Excerpt from a dataset

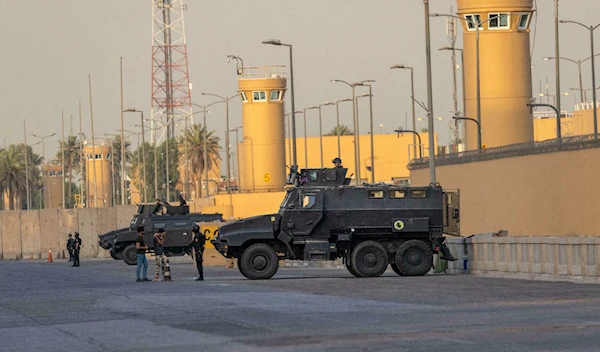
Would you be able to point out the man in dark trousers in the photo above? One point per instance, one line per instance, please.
(198, 246)
(70, 243)
(76, 249)
(140, 253)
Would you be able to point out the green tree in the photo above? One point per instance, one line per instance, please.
(72, 161)
(12, 173)
(117, 177)
(342, 130)
(193, 137)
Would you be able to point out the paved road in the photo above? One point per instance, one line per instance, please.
(99, 307)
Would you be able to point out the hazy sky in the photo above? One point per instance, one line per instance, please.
(49, 47)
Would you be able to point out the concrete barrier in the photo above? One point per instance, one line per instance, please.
(575, 259)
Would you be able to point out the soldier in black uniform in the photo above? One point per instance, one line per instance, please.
(198, 245)
(76, 249)
(70, 243)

• What you will do: Reproduce all of the lines above verbatim, leaving the picture out of your output.

• Correct output:
Would you be able to point out the man in dark trousers in the photo above? One point per instance, one line per instance, please.
(198, 246)
(70, 243)
(76, 249)
(140, 253)
Would you be able to point out the green tree in the photo above? One point per instance, one line per instance, please.
(72, 161)
(12, 173)
(117, 177)
(342, 130)
(193, 137)
Would you be able to point out the paved road in the photo above? One point per instance, one line per instance, please.
(99, 307)
Would you be able to point out the hazy sky in the photo above? One point per instance, one line per instance, please.
(49, 47)
Would you be able to point out the concrete barrier in the photo above? One point per instance, one line per instance, please.
(575, 259)
Would you be able to point out the soldier in black uniform in the photo above? One point per instance, one line per instance, please.
(198, 245)
(76, 249)
(70, 243)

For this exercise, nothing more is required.